Instructions for the task — The answer must consist of every line in the records below that contains the string "pressure".
##### Material provided #####
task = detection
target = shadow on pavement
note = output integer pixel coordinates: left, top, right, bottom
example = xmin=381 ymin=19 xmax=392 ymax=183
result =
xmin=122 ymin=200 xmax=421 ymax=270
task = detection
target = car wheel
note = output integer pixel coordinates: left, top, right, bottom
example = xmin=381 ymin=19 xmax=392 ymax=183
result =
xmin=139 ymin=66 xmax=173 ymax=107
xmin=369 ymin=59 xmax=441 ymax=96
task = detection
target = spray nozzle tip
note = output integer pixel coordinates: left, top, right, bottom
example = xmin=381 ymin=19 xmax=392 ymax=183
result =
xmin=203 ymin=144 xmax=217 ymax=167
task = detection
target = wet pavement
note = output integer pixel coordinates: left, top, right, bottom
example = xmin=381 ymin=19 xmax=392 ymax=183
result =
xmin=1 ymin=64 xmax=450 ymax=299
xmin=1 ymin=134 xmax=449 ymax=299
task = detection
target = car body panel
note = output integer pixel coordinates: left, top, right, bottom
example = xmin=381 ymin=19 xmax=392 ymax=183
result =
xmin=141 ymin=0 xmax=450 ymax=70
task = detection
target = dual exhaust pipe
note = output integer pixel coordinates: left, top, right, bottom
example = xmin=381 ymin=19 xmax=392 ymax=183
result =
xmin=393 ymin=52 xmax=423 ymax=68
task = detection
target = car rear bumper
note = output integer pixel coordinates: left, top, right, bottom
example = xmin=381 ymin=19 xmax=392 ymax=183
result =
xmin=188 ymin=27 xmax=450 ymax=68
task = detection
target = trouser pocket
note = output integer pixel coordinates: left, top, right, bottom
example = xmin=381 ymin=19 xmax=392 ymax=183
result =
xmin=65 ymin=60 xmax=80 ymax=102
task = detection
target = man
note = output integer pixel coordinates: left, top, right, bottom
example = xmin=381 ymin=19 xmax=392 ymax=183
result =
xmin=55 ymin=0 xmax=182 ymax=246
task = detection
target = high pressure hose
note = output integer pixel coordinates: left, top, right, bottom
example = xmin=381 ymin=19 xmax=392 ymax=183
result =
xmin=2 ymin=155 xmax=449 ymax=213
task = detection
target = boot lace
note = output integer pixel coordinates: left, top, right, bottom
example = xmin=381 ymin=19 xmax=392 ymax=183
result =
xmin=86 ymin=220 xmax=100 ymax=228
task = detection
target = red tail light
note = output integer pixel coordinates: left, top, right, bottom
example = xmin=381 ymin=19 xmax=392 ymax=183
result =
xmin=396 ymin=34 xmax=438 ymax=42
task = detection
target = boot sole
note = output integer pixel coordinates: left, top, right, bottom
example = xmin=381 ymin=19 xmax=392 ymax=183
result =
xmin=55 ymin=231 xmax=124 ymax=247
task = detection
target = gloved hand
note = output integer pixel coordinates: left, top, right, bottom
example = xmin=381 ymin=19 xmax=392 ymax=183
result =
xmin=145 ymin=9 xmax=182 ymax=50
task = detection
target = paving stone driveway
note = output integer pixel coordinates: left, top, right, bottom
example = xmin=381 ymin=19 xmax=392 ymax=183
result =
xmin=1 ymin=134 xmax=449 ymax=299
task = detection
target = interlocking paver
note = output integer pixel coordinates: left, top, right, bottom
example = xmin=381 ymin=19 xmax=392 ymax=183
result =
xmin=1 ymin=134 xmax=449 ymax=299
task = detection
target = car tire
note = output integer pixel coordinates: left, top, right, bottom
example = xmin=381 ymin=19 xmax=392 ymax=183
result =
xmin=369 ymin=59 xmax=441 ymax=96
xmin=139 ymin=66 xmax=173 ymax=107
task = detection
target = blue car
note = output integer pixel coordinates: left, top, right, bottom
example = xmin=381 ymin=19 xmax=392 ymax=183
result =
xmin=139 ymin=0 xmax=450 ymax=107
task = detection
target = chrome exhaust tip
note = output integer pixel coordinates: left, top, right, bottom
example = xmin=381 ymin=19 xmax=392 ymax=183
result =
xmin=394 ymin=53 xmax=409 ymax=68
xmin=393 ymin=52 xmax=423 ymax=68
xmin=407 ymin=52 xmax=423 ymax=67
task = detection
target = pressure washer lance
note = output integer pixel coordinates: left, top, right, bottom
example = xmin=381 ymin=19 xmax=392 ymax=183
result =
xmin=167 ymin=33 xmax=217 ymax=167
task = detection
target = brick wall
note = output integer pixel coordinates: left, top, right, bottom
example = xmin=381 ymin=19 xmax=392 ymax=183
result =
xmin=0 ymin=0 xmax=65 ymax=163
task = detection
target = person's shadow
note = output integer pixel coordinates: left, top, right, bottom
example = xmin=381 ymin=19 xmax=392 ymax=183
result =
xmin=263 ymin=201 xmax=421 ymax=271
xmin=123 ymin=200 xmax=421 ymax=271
#####
Result of this task —
target = high pressure hose
target = pressure washer lance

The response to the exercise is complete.